BEGIN SOURCE EXCERPT

Jesus in the Gospel today get’s mad at people in the Temple who are doing things that make his Father’s house more like a mall than a place to worship God. The Jews had to pay Temple taxes with money minted by the Temple – no foreign money was allowed. So the money changers were there to give people money minted by the Temple in exchange for foreign money. The Jews came to sacrifice animals to God, so they sold animals there as well. And all that business was turning the Temple into one big mall. And that hurt God, because people forgot about him. The people in charge of the Temple were angry with Jesus because he did what they didn’t do. So they asked him for a sign, like the prophets used to do, to prove that what he was doing was God’s will.

So, like a prophet, Jesus promised them a sign, a big sign, but one you could only understand if you believed in him: the Resurrection. They didn’t understand it until after the Resurrection, and the disciples didn’t understand it either. Jesus said the sign was “Destroy this temple and in three days I will raise it up.” They were thinking of that big building, but he was talking about himself. Destroying the temple was his death, and raising it up was his Resurrection. So if Christ was the first temple, if we want to be like Christ, we have to be temples too. So to show that we are temples of the Holy Spirit, we have to drive out everything in our heart that would make it hard for people to see that we’re Christians, to see that we’re temples of the Holy Spirit: we don’t sell out who we are or what we believe for money, we don’t hide who we are for fear of what others will say, and we always put God first, and don’t worship anyone or anything else.

Let’s thank God today for keeping us alive and healthy through his grace, and pray that the water of grace may flow everywhere in the world. Let’s pray for the Church throughout the world, especially in those places were Christians still have to gather and worship in secret for fear of death or arrest. Finally, let’s promise to show everyone that we are temples of the Holy Spirit by living holy lives.

Readings: Ezekiel 47:1–2, 8–9, 12; Psalm 46:2–3, 5–6, 8–9; John 2:13–22.

END SOURCE EXCERPT
BEGIN DATA ROWS

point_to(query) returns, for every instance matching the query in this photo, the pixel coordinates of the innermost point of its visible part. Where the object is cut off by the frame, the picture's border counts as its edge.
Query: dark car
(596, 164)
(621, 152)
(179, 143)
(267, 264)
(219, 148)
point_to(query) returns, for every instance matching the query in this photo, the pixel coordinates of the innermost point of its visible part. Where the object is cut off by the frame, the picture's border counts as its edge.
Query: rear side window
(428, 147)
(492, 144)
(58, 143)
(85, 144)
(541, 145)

END DATA ROWS
BEGIN DATA ROWS

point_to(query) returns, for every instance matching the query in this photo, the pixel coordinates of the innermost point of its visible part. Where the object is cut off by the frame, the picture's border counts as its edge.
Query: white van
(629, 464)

END DATA ROWS

**REQUEST 1:**
Repeat the part of the homily starting with "Jesus in the" and going on through "was God’s will.".
**REQUEST 2:**
According to the homily, what money did the Jews have to use to pay Temple taxes?
**REQUEST 3:**
Translate this sentence from the homily into Spanish: "They were thinking of that big building, but he was talking about himself."

**WRITTEN REPLY 1:**
Jesus in the Gospel today get’s mad at people in the Temple who are doing things that make his Father’s house more like a mall than a place to worship God. The Jews had to pay Temple taxes with money minted by the Temple – no foreign money was allowed. So the money changers were there to give people money minted by the Temple in exchange for foreign money. The Jews came to sacrifice animals to God, so they sold animals there as well. And all that business was turning the Temple into one big mall. And that hurt God, because people forgot about him. The people in charge of the Temple were angry with Jesus because he did what they didn’t do. So they asked him for a sign, like the prophets used to do, to prove that what he was doing was God’s will.

**WRITTEN REPLY 2:**
They had to pay with money minted by the Temple, because no foreign money was allowed.

**WRITTEN REPLY 3:**
Ellos pensaban en ese gran edificio, pero él hablaba de sí mismo.